Portion of genetic testing services qualifies as a Sec. 213(d) medical expense

By Lauren Bikoff, MLS

Ancestry-related services provided through genetic testing do not fall under the medical care definition, only the health reports qualify.

In Private Letter Ruling (PLR) 201933005, the IRS has concluded that the health-related portion of genetic testing services would qualify as medical care under IRC Sec. 213(d). The IRS notes that PLRs are intended only for the taxpayers that request them and cannot be used or cited as precedent (Private Letter Ruling, August 16, 2019).

The IRS letter is in response to a health flexible spending account (FSA) participant who is interested in purchasing genetic testing services and reports regarding ancestry and health. The participant asked the IRS if the amounts spent on the health-related services and reports and the DNA collection kit were a Sec. 213(d) expense. The taxpayer noted that the health-related services include genotyping using the collected DNA and reports providing lab results and general information intended to help individuals understand their health risks and encourage them to see their health care providers for further testing, diagnosis, or treatment.

WHAT YOU NEED TO DO:
1 > Return the passage of the article on genetic testing expenses from "The IRS letter" up to and including "diagnosis, or treatment.", copied word for word.
2 > Answer these questions from the article on genetic testing expenses:
(a) What is the number of the Private Letter Ruling the IRS issued?
(b) What kind of account does the participant who wrote to the IRS hold?
(c) Which services provided through genetic testing does the article say do not fall under the medical care definition?
3 > Continue the article on genetic testing expenses from its last sentence, in the same formal style.

GIVEN DATA:
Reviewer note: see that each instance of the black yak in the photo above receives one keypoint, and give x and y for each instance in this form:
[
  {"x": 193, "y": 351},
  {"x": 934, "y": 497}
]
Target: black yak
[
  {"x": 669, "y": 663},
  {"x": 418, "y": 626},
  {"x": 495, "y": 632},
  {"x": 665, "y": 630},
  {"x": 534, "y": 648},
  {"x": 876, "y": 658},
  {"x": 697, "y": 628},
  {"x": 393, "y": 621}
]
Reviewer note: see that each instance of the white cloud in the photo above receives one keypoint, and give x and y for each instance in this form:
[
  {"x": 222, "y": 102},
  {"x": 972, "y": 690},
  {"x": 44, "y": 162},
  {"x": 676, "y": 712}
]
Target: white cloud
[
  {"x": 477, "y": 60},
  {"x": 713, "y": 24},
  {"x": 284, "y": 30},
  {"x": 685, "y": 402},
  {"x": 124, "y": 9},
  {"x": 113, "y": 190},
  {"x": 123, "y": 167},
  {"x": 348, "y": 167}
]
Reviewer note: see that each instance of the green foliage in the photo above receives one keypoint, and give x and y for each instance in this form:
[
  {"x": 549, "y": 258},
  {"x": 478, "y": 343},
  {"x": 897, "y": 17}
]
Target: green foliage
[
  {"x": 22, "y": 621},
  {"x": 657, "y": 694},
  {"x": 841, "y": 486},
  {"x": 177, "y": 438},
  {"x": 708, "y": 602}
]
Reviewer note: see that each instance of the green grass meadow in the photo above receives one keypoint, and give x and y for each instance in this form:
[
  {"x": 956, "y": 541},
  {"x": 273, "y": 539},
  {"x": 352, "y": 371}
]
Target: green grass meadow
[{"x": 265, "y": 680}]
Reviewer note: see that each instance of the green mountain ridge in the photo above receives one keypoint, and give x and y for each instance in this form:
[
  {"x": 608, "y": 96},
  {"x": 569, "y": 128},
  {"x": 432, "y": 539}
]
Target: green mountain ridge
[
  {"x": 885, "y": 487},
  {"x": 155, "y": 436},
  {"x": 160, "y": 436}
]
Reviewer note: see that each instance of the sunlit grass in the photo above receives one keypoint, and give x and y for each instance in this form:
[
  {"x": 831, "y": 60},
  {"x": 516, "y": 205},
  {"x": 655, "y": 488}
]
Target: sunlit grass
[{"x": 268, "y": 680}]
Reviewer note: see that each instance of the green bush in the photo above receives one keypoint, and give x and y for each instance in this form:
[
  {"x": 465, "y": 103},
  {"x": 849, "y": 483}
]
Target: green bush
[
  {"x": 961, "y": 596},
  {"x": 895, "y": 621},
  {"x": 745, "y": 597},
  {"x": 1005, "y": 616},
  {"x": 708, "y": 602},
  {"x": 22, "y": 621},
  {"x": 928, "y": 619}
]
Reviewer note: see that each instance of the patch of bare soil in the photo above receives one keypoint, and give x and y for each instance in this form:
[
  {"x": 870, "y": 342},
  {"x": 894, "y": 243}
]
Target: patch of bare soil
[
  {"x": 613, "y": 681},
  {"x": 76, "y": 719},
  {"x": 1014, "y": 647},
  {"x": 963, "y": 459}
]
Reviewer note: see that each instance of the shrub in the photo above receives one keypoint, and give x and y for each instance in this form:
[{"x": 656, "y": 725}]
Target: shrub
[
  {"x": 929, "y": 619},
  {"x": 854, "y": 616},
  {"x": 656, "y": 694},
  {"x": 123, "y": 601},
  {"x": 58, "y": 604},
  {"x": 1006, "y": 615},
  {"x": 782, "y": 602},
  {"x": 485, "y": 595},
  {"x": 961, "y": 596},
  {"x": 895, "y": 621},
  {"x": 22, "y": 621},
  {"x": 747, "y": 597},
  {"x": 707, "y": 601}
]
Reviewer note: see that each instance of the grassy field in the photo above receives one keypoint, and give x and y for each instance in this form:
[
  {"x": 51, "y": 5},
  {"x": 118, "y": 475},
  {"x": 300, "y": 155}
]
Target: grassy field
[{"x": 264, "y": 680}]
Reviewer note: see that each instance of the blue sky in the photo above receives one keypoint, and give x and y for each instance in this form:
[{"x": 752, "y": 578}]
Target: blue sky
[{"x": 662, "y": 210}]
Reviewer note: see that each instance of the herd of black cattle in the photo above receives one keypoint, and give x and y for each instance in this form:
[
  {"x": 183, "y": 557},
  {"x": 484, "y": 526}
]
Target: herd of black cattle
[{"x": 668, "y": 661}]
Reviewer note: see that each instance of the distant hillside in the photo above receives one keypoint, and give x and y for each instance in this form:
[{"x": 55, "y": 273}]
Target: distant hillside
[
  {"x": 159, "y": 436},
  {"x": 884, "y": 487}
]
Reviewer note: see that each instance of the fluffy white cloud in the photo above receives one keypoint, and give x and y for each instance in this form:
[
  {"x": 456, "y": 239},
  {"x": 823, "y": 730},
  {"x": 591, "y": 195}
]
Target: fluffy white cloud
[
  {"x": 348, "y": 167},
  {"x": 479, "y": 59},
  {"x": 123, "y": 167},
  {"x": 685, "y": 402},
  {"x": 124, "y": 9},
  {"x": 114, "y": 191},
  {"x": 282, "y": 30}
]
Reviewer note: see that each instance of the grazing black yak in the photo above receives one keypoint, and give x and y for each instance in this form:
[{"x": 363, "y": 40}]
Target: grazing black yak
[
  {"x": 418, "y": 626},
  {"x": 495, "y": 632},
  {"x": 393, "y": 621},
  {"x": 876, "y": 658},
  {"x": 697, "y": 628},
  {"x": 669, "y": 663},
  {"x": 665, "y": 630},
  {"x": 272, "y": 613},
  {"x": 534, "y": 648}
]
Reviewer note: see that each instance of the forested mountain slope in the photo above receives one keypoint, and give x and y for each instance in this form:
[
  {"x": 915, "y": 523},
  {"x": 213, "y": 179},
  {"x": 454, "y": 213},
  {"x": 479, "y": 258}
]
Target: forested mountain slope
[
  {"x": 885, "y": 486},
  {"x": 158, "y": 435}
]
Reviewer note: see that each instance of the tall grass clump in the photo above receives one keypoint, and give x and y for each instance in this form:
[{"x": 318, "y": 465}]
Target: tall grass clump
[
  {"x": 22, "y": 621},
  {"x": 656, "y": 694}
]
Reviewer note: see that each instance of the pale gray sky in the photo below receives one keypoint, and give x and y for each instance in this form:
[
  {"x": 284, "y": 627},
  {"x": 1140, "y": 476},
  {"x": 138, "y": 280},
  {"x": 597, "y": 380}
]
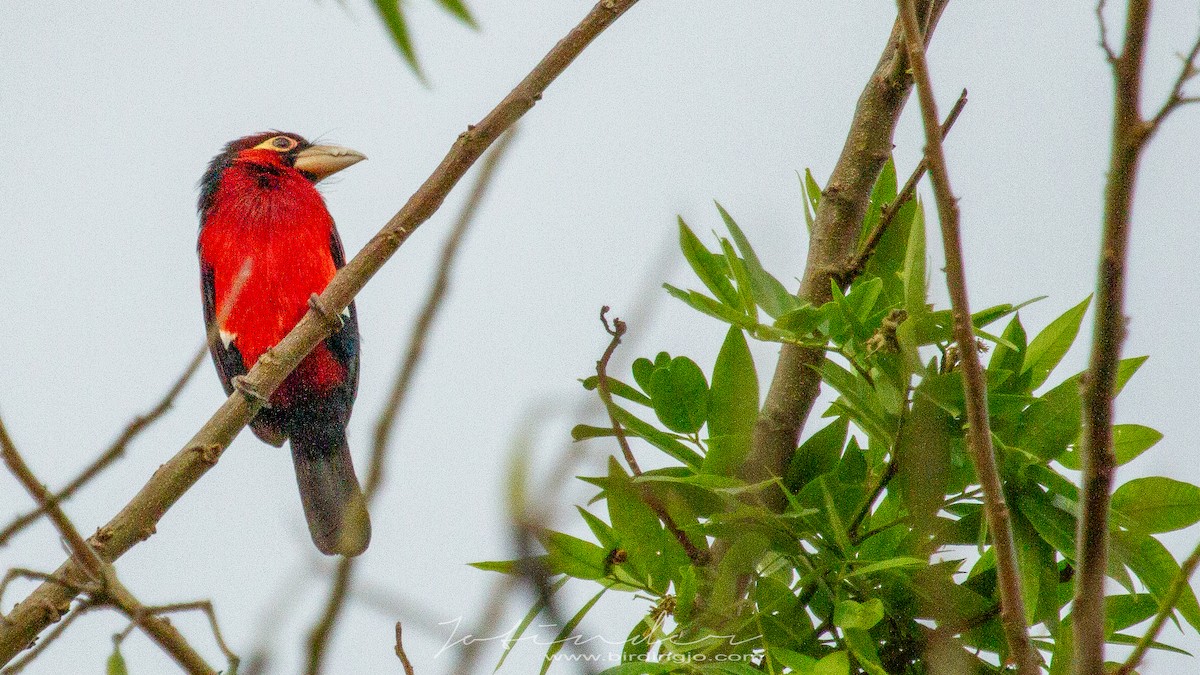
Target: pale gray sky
[{"x": 112, "y": 111}]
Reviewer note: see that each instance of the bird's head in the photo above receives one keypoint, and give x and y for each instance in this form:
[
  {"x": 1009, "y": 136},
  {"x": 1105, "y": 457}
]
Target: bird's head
[{"x": 274, "y": 155}]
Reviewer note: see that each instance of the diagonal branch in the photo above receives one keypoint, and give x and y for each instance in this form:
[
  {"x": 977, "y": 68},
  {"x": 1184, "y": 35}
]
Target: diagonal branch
[
  {"x": 137, "y": 520},
  {"x": 1012, "y": 614},
  {"x": 339, "y": 591},
  {"x": 136, "y": 426},
  {"x": 839, "y": 220},
  {"x": 1131, "y": 133}
]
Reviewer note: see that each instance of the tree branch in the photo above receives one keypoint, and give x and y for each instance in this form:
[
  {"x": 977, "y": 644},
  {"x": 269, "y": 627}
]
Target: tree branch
[
  {"x": 1167, "y": 607},
  {"x": 1012, "y": 614},
  {"x": 839, "y": 220},
  {"x": 858, "y": 263},
  {"x": 136, "y": 426},
  {"x": 1131, "y": 133},
  {"x": 137, "y": 520},
  {"x": 322, "y": 631}
]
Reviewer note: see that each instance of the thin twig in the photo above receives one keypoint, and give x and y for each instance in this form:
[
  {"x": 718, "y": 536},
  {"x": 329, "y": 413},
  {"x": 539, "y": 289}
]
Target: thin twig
[
  {"x": 835, "y": 232},
  {"x": 975, "y": 387},
  {"x": 858, "y": 263},
  {"x": 1165, "y": 609},
  {"x": 1131, "y": 133},
  {"x": 385, "y": 424},
  {"x": 79, "y": 548},
  {"x": 139, "y": 423},
  {"x": 19, "y": 664},
  {"x": 699, "y": 555},
  {"x": 617, "y": 329},
  {"x": 160, "y": 631},
  {"x": 136, "y": 521},
  {"x": 400, "y": 651},
  {"x": 136, "y": 426}
]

SET OF ANSWERS:
1 >
The IRS letter is in response to a health flexible spending account (FSA) participant who is interested in purchasing genetic testing services and reports regarding ancestry and health. The participant asked the IRS if the amounts spent on the health-related services and reports and the DNA collection kit were a Sec. 213(d) expense. The taxpayer noted that the health-related services include genotyping using the collected DNA and reports providing lab results and general information intended to help individuals understand their health risks and encourage them to see their health care providers for further testing, diagnosis, or treatment.

2 >
(a) 201933005
(b) A health flexible spending account (FSA)
(c) Ancestry-related services

3 >
The letter observes that under Sec. 213(d), medical care includes the diagnosis of disease, and the term diagnosis includes a determination that a disease is or is not present—even if performed without a physician’s recommendation on individuals not experiencing symptoms of illness. With respect to the genetic testing services about which the participant had inquired, some of the health-related services (e.g., genotyping) were medical care, while others were not (e.g., reports providing general information).

The IRS stressed that the ancestry-related services were not medical care. Thus, the participant will be required allocate the price of the DNA collection kit between the ancestry services and the health services using a percentage. In addition, the participant will have to use a reasonable method to value and allocate the cost of the health services between services that are medical care and non-medical services or items.